Nova Scotia Basketry Guild's Participation in Nocturne 2011
October 15, 2011 - Saturday
Nocturne: Art at Night in Halifax
"Berry-Box Lantern" Public Workshop
Our suggestion for having a public workshop teaching people how to make the unique Halifax craft of Berry-Box Lanterns was a hit with both the Nova Scotia Centre for Craft and Design and the Halifax Seaport Farmers’ Market – AS long as we do not put real candles in them; fire regulations… :-)
The berry boxes are made in Nova Scotia, a symbol of farmers’ markets, of eating local and they are another way of re-using and enjoying. Also, the three projections on the front of the new Halifax Seaport Market Building are called “lanterns” and we shall have a table in the centre one.
Nine volunteers shall be working in 3’s, in each of the three 2-hour shifts, showing 25 people in each shift how to put together 6 boxes with metal twist ties to make a lantern; total 75 lanterns using 450 boxes! For lighting, we will have small battery-operated tea lights or they can put a lighted candle in at home.
PLEASE VOLUNTEER – this event is a fund raiser for our Guild. Special consideration for a basket workshop in 2013, our 25th Anniversary year…
SAVE YOUR BOXES – STAINS PREFERRED!
Nocturne a Great Success !!
Photo credit to Nova Scotia Centre for Craft Design
Nocturne - October 15, 2011
The sky was starry, the moon was full and the wind was whipping the air – it was Nocturne Night in Halifax. This was the 4th year that Halifax-Dartmouth has participated in this international event of Art at Night and local organizers were expecting some 20,000 people to attend the many free events.

::::

> Exercise tasks
A – Transcribe the basketry guild page word for word from "The berry boxes" to "the centre one.".
B – According to the basketry guild page, how many berry boxes were planned for the lantern workshop in total?

::::

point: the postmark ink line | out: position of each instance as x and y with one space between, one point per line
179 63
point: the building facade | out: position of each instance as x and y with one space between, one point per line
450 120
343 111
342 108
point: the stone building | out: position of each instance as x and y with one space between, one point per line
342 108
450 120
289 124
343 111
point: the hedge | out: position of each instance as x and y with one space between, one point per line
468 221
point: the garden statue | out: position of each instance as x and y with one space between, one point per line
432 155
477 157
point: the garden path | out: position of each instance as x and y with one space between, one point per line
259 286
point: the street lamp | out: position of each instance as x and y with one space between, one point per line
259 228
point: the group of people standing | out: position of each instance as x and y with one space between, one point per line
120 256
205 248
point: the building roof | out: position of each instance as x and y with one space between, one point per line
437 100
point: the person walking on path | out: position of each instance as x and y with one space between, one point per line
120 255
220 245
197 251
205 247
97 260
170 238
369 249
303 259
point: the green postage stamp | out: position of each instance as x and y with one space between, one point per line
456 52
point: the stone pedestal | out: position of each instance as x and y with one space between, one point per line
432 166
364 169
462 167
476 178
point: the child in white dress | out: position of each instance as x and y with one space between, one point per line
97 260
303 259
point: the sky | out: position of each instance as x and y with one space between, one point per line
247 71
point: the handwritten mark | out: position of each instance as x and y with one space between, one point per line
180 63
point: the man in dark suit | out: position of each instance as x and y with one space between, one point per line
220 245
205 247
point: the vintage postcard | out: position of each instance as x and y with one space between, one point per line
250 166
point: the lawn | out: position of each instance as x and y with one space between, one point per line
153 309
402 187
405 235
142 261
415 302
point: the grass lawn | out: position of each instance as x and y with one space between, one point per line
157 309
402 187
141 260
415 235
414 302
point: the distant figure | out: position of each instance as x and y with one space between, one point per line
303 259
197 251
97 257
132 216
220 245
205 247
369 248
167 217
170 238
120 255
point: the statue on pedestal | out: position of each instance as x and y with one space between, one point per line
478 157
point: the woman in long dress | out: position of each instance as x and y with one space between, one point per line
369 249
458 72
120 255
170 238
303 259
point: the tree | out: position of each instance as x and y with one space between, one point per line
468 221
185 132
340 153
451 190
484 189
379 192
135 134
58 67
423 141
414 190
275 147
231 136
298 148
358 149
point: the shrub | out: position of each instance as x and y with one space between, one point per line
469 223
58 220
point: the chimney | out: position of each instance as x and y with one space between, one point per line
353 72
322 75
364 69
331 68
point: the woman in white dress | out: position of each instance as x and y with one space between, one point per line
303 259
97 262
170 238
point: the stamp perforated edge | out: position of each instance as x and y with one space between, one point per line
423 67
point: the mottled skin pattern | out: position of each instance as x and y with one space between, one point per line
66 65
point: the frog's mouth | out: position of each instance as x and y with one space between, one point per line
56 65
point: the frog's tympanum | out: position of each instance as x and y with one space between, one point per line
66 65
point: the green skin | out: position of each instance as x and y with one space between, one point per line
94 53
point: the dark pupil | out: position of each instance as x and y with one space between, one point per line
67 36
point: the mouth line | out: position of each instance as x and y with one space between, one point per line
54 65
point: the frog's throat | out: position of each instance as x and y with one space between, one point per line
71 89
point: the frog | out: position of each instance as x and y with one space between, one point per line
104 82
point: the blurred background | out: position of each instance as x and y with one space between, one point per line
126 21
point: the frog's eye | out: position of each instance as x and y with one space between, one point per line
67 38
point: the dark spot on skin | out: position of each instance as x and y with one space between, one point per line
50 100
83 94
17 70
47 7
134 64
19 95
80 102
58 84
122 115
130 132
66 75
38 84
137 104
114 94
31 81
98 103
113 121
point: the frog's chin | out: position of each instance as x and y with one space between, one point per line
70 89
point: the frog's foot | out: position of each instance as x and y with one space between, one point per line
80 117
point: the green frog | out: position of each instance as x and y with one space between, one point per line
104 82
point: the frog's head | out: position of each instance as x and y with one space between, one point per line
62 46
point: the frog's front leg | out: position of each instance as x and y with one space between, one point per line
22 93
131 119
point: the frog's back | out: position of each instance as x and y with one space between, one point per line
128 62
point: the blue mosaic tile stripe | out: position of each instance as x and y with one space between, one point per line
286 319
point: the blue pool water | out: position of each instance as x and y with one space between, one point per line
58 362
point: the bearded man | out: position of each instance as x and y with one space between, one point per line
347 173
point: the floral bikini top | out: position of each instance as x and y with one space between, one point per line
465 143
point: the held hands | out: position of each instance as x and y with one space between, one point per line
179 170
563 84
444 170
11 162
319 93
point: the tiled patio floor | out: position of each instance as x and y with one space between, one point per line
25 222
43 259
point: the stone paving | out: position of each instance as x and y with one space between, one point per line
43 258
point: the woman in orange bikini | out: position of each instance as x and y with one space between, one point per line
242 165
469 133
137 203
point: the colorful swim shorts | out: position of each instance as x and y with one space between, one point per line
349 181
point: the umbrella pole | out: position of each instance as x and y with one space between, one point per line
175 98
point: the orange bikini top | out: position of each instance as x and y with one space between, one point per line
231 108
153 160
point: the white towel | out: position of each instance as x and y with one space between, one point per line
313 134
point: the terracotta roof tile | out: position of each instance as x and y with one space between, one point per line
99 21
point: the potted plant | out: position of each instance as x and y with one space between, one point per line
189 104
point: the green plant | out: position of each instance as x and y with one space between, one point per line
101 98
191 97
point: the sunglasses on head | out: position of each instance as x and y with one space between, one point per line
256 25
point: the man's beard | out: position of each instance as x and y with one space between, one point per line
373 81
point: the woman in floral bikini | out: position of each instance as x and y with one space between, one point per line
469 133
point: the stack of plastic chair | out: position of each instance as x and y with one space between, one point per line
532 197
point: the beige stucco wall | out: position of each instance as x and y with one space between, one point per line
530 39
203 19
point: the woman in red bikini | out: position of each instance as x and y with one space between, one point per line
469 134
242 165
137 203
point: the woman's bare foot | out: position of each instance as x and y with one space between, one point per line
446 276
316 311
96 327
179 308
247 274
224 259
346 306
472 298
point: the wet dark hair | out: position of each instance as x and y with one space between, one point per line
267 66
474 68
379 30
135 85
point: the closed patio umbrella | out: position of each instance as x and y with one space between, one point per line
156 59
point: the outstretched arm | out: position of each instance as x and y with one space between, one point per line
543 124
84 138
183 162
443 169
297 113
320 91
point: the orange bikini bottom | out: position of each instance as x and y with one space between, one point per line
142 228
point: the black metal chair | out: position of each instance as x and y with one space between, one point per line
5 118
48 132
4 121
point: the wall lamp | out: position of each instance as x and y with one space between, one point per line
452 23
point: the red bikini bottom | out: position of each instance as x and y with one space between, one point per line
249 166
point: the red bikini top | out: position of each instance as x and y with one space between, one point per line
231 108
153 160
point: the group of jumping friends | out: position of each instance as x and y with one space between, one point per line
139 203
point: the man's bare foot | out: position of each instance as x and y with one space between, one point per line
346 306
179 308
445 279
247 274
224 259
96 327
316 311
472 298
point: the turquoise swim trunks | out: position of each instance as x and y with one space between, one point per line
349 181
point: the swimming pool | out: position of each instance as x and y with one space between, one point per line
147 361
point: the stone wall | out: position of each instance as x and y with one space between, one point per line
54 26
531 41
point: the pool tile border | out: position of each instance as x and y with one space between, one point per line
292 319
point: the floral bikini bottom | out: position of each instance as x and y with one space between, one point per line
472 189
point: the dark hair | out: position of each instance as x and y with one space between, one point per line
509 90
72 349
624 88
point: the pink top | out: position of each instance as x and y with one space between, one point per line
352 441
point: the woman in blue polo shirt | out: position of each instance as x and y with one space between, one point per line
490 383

::::

> Per-task answers
A –
The berry boxes are made in Nova Scotia, a symbol of farmers’ markets, of eating local and they are another way of re-using and enjoying. Also, the three projections on the front of the new Halifax Seaport Market Building are called “lanterns” and we shall have a table in the centre one.

B – 450 boxes.